--- Start ---

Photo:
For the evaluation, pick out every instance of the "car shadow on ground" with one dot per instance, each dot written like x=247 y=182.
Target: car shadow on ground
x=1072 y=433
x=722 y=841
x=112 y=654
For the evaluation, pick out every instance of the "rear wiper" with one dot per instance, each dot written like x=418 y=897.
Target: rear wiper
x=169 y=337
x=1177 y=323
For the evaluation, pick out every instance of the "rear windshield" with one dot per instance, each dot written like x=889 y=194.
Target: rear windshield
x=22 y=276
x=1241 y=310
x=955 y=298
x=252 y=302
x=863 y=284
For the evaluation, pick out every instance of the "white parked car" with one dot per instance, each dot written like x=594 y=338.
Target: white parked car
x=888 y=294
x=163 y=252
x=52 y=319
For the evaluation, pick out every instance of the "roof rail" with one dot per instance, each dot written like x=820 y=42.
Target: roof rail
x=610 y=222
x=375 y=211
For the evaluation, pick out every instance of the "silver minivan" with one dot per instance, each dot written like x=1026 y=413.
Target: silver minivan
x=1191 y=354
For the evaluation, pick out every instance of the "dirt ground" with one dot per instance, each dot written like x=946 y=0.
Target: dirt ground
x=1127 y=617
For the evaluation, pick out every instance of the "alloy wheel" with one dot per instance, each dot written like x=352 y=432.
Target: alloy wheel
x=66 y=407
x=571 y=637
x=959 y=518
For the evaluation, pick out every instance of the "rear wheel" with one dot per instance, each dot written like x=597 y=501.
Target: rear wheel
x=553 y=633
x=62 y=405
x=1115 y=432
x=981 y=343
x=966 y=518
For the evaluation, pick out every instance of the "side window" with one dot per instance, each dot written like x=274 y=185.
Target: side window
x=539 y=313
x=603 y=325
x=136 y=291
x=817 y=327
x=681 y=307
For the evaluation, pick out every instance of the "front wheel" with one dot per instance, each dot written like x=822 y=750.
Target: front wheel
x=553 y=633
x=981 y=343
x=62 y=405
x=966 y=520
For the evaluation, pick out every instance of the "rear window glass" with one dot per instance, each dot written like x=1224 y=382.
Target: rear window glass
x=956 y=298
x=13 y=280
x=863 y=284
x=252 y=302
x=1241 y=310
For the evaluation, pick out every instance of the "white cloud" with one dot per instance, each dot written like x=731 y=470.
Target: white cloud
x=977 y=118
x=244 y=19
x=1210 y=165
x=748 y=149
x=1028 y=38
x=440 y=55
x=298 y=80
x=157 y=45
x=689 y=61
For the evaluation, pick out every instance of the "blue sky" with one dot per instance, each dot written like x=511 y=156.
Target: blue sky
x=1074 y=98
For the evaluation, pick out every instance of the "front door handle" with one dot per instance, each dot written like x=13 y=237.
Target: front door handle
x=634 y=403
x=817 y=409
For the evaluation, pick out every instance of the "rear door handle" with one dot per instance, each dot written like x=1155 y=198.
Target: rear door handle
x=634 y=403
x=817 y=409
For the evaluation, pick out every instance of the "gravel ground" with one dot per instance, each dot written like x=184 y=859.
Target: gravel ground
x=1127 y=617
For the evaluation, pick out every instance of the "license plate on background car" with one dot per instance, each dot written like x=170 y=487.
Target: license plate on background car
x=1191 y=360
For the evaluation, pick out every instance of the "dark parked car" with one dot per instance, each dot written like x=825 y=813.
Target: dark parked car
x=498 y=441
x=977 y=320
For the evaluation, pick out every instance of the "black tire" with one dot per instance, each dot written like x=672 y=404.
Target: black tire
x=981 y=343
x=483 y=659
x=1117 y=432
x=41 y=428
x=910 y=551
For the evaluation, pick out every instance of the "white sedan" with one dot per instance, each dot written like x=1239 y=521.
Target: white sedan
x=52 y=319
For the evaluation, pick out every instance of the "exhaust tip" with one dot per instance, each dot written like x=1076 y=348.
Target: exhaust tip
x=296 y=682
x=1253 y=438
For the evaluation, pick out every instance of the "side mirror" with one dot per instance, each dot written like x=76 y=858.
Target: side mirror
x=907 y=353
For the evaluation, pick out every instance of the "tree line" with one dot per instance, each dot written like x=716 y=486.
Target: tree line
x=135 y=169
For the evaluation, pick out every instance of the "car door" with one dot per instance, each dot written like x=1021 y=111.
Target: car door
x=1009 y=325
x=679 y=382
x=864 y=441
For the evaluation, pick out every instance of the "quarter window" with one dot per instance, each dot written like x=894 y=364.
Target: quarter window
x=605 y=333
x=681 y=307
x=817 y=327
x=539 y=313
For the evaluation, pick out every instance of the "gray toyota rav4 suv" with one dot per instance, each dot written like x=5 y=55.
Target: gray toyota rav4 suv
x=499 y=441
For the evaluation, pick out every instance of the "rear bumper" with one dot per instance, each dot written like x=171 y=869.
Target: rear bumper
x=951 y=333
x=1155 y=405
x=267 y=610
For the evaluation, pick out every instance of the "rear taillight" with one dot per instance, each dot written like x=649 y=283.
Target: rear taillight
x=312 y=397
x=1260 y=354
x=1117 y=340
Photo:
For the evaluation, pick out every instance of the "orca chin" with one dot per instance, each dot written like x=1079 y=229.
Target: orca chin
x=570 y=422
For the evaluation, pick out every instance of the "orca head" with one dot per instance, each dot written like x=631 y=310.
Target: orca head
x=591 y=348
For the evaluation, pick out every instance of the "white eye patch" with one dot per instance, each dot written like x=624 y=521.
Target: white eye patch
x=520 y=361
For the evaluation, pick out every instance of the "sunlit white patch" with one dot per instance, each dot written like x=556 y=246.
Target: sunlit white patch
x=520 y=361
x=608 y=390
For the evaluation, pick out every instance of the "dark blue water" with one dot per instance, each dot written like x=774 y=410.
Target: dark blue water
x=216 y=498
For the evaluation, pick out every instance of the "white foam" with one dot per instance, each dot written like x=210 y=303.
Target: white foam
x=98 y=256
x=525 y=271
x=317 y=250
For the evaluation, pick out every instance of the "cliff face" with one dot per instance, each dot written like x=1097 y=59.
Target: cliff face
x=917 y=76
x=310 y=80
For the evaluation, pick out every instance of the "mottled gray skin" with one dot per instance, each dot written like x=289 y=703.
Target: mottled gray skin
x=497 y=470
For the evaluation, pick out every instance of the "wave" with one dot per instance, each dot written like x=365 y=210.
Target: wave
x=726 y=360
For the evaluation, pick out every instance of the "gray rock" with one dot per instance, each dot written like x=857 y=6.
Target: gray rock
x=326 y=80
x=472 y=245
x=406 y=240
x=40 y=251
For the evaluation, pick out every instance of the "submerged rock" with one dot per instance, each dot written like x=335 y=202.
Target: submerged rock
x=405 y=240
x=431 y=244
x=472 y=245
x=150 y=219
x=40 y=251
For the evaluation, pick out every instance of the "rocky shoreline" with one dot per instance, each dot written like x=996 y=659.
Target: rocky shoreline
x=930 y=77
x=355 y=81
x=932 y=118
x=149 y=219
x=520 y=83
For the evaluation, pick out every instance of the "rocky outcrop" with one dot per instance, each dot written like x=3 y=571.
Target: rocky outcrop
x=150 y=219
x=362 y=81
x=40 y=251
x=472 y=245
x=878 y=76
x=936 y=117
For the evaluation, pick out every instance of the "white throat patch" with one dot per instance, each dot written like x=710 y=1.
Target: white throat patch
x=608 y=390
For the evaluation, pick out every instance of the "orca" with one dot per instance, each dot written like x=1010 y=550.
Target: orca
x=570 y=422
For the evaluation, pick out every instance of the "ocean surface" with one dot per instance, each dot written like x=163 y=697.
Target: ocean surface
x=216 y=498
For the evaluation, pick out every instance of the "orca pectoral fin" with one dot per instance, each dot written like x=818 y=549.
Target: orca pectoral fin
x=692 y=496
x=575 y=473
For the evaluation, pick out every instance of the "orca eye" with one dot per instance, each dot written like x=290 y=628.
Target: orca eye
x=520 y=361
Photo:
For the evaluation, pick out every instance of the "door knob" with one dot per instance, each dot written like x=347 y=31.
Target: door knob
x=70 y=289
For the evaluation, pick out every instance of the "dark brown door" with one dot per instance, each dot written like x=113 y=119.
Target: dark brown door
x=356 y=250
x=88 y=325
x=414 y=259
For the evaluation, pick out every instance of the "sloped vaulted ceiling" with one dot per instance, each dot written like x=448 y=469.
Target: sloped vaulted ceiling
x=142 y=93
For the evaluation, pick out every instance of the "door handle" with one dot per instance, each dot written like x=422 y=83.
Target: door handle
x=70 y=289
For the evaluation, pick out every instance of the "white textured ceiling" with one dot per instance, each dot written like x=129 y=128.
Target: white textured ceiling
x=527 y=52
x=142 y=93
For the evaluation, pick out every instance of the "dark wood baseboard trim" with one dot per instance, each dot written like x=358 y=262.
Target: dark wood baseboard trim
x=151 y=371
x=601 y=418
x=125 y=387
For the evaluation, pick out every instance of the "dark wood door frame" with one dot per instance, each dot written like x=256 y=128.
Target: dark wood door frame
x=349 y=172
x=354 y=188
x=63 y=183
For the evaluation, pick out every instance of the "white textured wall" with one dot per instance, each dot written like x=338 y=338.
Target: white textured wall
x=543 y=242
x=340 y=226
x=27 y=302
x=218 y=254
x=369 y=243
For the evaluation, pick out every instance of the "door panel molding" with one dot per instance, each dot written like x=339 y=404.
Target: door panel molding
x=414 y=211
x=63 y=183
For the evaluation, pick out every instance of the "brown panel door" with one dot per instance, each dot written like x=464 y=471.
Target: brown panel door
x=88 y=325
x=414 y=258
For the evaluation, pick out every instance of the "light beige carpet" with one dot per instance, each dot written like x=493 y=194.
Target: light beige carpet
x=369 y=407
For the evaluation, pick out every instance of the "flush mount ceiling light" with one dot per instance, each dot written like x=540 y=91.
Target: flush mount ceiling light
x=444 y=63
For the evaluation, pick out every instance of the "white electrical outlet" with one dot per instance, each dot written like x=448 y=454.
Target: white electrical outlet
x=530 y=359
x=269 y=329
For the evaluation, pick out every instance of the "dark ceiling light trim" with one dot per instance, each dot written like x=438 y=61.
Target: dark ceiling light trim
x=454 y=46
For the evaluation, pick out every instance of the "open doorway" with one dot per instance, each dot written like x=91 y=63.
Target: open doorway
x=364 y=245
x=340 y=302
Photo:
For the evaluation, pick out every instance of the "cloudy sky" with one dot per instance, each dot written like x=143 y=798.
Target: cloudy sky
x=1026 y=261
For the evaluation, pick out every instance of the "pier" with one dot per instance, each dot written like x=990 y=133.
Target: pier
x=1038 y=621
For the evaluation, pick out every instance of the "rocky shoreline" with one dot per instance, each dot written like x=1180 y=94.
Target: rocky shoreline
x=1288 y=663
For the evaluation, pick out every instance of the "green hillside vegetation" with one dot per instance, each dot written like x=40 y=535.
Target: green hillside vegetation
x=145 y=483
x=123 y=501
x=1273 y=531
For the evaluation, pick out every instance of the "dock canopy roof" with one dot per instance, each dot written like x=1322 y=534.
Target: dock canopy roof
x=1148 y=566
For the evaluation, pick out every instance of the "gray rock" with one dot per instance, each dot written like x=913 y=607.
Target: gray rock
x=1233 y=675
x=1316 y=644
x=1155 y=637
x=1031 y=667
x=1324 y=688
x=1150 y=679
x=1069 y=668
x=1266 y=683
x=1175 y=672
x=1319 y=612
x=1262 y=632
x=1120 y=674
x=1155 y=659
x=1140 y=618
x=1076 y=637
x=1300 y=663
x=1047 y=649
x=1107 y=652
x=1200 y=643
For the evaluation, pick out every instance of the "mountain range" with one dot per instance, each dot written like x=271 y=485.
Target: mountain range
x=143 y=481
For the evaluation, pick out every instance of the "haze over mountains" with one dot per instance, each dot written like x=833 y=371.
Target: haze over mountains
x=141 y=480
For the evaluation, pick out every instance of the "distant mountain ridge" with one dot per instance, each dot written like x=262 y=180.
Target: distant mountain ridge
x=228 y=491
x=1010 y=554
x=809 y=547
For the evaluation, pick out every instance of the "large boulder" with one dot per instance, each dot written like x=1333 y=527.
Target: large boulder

--- End ---

§ **Stated goal**: Transcribe word for word the lines from the one holding "like x=40 y=535." to the last line of the listing above, inclusive.

§ **Task solution**:
For the evaluation, pick out every instance of the "green hillside vegetation" with one dot per instance, each dot written like x=40 y=535.
Target: green hillside vegetation
x=145 y=483
x=123 y=501
x=1273 y=531
For the evaluation, pick out every instance of the "dock canopy roof" with one dot per instance, each dot written like x=1322 y=534.
Target: dock canopy roof
x=1148 y=566
For the evaluation, pick out every instance of the "gray rock" with one dot per instance, each dot written like x=913 y=607.
Target: gray rock
x=1233 y=675
x=1316 y=644
x=1155 y=637
x=1031 y=667
x=1324 y=688
x=1150 y=679
x=1069 y=668
x=1266 y=683
x=1175 y=672
x=1319 y=612
x=1262 y=632
x=1120 y=674
x=1155 y=659
x=1140 y=618
x=1076 y=637
x=1300 y=663
x=1047 y=649
x=1107 y=652
x=1200 y=643
For the evaluation, pick out every instance of the "mountain range" with one dot per instance, each dot written like x=271 y=485.
Target: mountain range
x=143 y=481
For the evaluation, pick out every instance of the "haze over mountains" with one dot per instance, each dot written like x=833 y=371.
Target: haze over mountains
x=141 y=480
For the evaluation, pick out every instance of the "distant mountain ridge" with one dot per instance, each dot written like x=262 y=180.
Target: distant mountain ridge
x=228 y=491
x=1010 y=554
x=809 y=547
For the evaluation, pick out every instance of the "large boulder" with one dot per instance, each dot written like x=1333 y=527.
Target: large boulder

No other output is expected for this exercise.